▶ **INSTRUCTION**
Write the next part of the article about the Yarkon Park tent city for Sderot residents, starting after its last sentence.

▶ **TEXT PROVIDED**
- - - -

Photo Feature: Sderot Refugees in Tel Aviv Tent City

Billionaire new immigrant Arcady Gaydamak built a tent-city in a Tel Aviv park to provide refuge for Sderot's residents. Arutz-7 takes you inside.

Ezra HaLevi ,

Arcady Gaydamak, the Russian oleh (immigrant to Israel) who built a tent-city on the shore of the Mediterranean during the Second Lebanon War for northern refugees, opened a new tent-city for Sderot residents – this time in Tel Aviv’s Yarkon Park.
Despite the government’s utmost efforts to prevent the move (the chairman of the park municipality was told he would be forced to resign if he approved the plan – which he did anyway), Gaydamak shelled out tens of thousands of dollars to put together the most fun-filled refugee camp in the world for the residents of Sderot.

“We may have a government of criminals and a hometown under fire from terrorists, but at least the olim [new immigrants] still care about us,” said Moshe, a Sderot resident who boarded one of Gaydamak’s buses the day the camp was opened and has been there ever since. Moshe says that claims that Gaydamak’s kindness stems from political aspirations are pathetic. “Israel’s foreign policy is influenced by dirty European money and foreign interests in almost every arena, and the folks on the radio can only find the indignation to condemn the generosity of a Jew who has actually decided to make his home here and who still cares when he sees other Jews absorbing rockets and bombs,” Moshe says.

Most others resting in the cool shade of the eucalyptus trees in the Bereishit Forest section of Tel Aviv’s Yarkon Park don’t feel like discussing politics. They are grateful for the escape from the tense suspense of life in Sderot.
Entrance to the Bereishit Forest, a Eucalyptus grove at the corner of Yarkon Park

The tents Sderot residents are calling home

“We would just sit around, pretending to do all the normal things you are supposed to do, but always expecting the loudspeakers to go ‘tzeva adom, tzeva adom’ [Color red, color red – the code broadcast over Sderot’s PA system to provide about ten seconds warning of an incoming Kassam rocket –ed.],” says Elad, a hareidi-religious resident of Sderot who has taken refuge in the tents provided by Gaydamak. “My whole family is here,” he says. “We have no idea when we are going to return home.”

Gaydamak himself has steered clear of the tent city. He says he doesn’t want residents or anyone else to think he built it in order to score points with public opinion. “I don't care about…public opinion - because public opinion is managed by the professionals,” Gaydamak told Arutz-7.

- - - -

▶ **DATA RECORDS**
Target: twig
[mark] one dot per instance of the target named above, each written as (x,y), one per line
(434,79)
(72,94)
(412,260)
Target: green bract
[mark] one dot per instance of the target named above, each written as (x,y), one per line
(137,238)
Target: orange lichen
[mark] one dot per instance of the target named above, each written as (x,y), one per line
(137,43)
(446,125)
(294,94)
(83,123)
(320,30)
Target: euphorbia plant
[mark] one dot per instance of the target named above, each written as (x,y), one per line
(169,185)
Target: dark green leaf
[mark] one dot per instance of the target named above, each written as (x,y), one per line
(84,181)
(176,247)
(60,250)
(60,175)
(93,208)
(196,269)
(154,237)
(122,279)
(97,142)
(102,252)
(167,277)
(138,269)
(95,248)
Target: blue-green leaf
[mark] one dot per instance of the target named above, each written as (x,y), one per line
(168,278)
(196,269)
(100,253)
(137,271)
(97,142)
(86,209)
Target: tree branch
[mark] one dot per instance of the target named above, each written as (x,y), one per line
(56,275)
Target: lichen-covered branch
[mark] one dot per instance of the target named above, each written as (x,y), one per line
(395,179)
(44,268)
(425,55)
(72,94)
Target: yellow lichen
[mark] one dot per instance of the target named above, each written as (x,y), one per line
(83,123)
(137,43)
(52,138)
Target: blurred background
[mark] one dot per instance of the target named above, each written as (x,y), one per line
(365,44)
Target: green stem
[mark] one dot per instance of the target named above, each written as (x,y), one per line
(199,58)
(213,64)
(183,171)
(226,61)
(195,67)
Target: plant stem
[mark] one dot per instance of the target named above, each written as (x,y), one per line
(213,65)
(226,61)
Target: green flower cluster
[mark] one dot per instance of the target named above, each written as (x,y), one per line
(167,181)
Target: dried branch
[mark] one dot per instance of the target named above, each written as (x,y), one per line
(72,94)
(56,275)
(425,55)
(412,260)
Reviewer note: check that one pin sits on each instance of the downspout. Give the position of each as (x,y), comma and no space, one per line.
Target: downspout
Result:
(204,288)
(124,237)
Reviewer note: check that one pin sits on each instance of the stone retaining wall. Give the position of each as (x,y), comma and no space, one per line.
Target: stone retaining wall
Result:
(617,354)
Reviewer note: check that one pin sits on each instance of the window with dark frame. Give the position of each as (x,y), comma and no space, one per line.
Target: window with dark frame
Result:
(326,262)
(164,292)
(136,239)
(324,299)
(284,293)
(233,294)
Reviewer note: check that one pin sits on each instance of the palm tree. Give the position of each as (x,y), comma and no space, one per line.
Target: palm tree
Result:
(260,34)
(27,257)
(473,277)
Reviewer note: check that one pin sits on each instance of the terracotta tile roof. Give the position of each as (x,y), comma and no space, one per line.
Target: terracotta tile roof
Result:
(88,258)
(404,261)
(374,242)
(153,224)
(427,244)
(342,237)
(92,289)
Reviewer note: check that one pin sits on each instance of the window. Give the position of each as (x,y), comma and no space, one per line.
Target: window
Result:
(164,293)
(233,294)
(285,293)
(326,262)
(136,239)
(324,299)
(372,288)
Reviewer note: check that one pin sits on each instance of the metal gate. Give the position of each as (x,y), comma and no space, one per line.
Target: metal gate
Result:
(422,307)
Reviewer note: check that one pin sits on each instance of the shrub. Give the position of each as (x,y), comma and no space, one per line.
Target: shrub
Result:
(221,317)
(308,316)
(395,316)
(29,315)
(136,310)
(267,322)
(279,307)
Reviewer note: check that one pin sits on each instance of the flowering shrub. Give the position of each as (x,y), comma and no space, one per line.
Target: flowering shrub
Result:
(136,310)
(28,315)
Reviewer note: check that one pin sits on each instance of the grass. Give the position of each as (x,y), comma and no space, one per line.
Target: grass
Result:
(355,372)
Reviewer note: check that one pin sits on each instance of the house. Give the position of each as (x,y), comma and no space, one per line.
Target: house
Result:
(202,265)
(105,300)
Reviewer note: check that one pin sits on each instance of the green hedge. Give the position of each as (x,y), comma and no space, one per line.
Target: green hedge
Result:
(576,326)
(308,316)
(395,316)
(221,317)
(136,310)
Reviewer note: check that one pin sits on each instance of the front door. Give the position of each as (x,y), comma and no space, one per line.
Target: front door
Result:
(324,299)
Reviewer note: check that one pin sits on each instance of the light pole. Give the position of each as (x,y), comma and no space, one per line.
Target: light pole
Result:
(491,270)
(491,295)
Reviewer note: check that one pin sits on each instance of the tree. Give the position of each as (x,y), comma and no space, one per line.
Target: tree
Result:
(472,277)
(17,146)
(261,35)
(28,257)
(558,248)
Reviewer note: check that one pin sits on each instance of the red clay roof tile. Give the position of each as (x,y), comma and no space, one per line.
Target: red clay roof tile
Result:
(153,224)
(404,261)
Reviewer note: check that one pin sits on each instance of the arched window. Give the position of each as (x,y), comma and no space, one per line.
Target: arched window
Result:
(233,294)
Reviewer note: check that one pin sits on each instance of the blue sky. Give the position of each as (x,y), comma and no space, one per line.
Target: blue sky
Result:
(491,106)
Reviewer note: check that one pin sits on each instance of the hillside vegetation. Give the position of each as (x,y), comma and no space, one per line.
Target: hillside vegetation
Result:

- - - -

▶ **RESULT OF THE EXERCISE**
The tent-city, though far from filled to capacity, is fully functional and “will remain open as long as at least 50 people want to stay here,” organizer David Nitzana said. Sderot’s tent city is different than that built for residents of north last summer.

"We learned from the tent city in Nitzanim that it is important to keep the people busy and to provide them with privacy,” Nitzana said. Gaydamak has therefore provided the refugees with free passes to nearby water parks and amusement parks and has set up dividers in the tents to provide each family with privacy in the living quarters.

A central area in the center of the tent city features a stage, where performers are featured throughout the day. Surrounding the performance area are shaded dining areas, a playground, toy-filled area, ropes-courses and football, pool and trampoline set-ups. There is even an area where young people can play video games on large-screen televisions.
A video-game station
Performers appear on a main stage throughout the day
A wheel-chair bound singer belts out popular Mizrachi hits

A furnished, air-conditioned shipping container serves as the camp’s synagogue and contains a Torah scroll and boxes of prayer books.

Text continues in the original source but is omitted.